_PROBLEM DESCRIPTION:_
Report every line of the records below that contains the word "nose". Letter case counts.

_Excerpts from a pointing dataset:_
=======

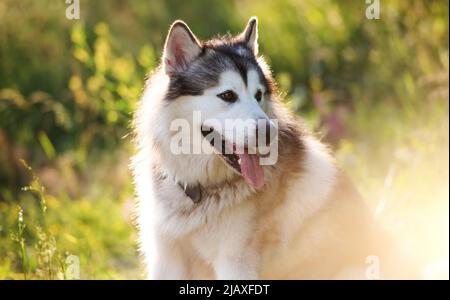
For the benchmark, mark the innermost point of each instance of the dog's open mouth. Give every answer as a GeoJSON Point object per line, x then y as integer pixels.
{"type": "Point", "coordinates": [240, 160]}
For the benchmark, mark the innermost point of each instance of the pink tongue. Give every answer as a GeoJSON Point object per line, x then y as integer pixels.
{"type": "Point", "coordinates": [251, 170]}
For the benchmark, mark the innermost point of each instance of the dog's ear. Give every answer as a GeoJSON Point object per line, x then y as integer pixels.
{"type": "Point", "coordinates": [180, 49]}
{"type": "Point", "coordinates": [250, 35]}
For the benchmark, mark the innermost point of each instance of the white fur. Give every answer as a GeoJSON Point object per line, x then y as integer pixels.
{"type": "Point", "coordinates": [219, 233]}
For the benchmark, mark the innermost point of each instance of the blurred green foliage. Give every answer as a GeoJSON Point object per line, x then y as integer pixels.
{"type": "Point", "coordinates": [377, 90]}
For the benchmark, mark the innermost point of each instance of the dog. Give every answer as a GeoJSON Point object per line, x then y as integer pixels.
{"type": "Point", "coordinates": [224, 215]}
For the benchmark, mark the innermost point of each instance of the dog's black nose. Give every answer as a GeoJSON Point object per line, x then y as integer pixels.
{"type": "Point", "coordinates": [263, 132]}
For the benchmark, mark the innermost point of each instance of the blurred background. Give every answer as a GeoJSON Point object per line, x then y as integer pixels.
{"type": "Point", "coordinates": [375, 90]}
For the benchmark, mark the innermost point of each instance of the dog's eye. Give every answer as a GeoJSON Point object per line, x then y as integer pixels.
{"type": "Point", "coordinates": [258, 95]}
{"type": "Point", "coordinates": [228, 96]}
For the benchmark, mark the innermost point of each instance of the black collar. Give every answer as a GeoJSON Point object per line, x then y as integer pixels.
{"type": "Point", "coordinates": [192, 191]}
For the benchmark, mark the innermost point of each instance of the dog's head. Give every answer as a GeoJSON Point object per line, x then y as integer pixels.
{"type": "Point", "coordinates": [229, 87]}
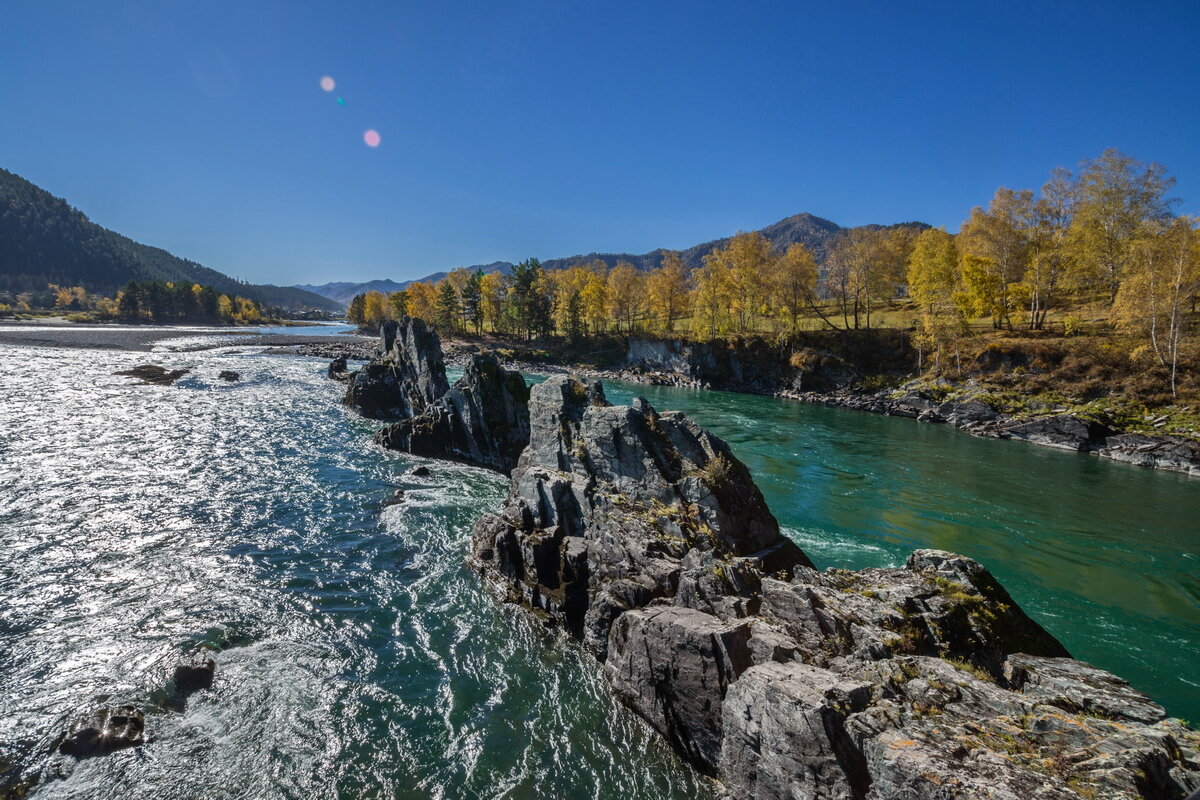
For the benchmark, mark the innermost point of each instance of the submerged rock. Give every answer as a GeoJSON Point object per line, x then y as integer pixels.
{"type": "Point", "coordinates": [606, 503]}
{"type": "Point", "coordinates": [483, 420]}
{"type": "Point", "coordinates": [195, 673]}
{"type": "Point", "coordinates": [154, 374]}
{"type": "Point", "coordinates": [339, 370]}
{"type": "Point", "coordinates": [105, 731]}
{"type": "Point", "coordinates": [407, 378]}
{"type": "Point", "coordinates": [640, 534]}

=======

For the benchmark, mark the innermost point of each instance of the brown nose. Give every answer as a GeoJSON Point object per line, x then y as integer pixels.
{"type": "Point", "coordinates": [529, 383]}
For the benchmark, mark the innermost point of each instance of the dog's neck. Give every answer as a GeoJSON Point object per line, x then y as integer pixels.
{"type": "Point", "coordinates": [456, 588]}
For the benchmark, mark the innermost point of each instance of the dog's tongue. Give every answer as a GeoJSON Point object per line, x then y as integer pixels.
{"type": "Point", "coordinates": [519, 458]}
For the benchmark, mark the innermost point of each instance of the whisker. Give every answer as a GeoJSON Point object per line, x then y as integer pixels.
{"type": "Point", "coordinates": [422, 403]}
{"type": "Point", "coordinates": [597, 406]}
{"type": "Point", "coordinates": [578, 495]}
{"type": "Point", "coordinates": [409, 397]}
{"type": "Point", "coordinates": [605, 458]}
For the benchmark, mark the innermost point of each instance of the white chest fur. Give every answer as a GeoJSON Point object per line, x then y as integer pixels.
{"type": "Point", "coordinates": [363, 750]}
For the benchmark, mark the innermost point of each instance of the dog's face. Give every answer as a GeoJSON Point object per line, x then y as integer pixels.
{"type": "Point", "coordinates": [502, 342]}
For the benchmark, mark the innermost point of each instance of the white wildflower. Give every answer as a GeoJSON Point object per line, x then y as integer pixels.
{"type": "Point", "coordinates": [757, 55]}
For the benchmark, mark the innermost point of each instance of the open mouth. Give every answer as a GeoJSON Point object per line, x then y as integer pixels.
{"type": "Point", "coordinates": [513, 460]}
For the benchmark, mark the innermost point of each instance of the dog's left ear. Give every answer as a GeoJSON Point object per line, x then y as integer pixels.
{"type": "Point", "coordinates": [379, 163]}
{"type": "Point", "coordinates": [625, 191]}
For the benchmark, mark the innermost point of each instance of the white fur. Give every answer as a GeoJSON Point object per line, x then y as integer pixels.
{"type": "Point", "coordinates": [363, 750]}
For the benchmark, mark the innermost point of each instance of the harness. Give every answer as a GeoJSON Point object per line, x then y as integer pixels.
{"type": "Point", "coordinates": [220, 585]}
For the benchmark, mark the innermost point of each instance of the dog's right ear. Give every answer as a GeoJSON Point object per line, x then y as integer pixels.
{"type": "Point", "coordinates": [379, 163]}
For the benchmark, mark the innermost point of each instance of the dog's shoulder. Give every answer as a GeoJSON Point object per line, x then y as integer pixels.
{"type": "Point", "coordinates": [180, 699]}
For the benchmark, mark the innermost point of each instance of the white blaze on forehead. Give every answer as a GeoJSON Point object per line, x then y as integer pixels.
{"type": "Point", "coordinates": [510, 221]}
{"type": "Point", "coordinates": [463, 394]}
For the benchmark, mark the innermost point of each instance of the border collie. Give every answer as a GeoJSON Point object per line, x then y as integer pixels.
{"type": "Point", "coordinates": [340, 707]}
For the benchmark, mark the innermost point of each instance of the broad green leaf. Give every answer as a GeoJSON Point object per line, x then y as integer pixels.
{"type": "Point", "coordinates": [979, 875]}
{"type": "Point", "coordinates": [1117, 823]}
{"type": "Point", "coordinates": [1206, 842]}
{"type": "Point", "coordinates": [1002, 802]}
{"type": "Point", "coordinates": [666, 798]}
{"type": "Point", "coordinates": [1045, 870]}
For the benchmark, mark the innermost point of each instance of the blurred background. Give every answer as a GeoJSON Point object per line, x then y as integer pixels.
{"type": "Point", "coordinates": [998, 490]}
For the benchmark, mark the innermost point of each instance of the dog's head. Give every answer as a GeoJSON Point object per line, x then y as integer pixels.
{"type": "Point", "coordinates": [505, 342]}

=======

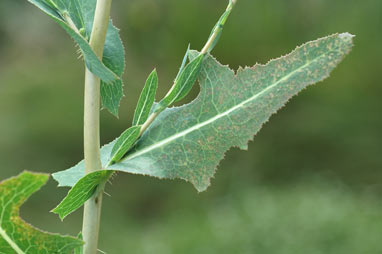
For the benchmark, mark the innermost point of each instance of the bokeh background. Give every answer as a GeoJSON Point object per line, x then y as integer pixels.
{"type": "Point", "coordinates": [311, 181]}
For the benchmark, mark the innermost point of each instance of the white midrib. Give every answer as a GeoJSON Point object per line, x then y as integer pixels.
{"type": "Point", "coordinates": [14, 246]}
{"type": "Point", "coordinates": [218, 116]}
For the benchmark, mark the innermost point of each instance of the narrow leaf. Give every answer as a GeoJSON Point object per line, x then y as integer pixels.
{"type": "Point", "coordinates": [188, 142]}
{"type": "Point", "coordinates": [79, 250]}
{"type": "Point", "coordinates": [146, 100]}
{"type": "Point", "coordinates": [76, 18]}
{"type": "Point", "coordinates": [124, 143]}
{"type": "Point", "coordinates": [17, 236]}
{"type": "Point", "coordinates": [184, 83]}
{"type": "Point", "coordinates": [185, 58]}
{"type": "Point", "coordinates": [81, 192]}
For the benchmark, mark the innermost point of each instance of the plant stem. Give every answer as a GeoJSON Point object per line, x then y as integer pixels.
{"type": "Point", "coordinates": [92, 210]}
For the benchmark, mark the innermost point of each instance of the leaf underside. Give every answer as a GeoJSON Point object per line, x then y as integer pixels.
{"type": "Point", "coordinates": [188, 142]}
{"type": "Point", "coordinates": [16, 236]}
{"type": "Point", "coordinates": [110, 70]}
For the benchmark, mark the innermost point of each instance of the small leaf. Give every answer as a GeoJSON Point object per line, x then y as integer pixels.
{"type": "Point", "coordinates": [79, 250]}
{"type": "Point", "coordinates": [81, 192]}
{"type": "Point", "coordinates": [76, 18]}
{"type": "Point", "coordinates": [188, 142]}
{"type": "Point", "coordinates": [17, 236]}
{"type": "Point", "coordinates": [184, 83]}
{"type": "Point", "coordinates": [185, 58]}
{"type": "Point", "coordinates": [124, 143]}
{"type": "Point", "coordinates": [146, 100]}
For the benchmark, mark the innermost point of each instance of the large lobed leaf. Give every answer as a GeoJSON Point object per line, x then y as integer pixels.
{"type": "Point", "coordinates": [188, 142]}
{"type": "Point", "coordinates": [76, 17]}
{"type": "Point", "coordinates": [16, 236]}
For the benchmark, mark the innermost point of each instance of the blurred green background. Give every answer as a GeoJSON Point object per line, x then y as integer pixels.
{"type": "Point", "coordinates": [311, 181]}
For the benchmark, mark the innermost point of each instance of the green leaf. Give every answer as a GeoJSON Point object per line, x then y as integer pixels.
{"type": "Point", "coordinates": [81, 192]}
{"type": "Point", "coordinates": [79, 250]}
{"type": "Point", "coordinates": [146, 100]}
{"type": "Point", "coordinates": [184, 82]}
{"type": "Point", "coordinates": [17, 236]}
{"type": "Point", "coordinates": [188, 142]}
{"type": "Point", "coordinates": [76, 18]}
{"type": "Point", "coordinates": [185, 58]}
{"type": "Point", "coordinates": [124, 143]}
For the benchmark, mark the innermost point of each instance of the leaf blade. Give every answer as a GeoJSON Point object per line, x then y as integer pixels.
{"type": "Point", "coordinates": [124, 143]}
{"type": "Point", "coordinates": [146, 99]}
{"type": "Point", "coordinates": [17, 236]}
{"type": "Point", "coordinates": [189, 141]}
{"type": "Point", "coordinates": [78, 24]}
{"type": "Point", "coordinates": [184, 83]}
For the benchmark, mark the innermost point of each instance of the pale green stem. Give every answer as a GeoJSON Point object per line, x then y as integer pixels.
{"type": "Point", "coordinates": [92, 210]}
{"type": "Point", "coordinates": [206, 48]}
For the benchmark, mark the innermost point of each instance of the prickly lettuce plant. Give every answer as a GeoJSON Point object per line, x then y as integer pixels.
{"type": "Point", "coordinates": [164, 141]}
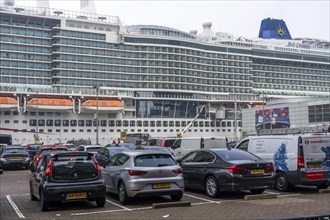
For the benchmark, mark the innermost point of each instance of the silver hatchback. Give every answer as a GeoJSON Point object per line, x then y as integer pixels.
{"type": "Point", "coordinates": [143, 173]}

=======

_OUTPUT FOR THIS TASK:_
For the benchmark, mark the innermost point of each instance of the dog's black nose. Give every answer as a GeoJSON Point object per line, x then y as integer pixels.
For the benchmark, mark the innermost point of each instance of the brown nose. Give every answer as a GeoJSON Point object per line, x then y as integer pixels.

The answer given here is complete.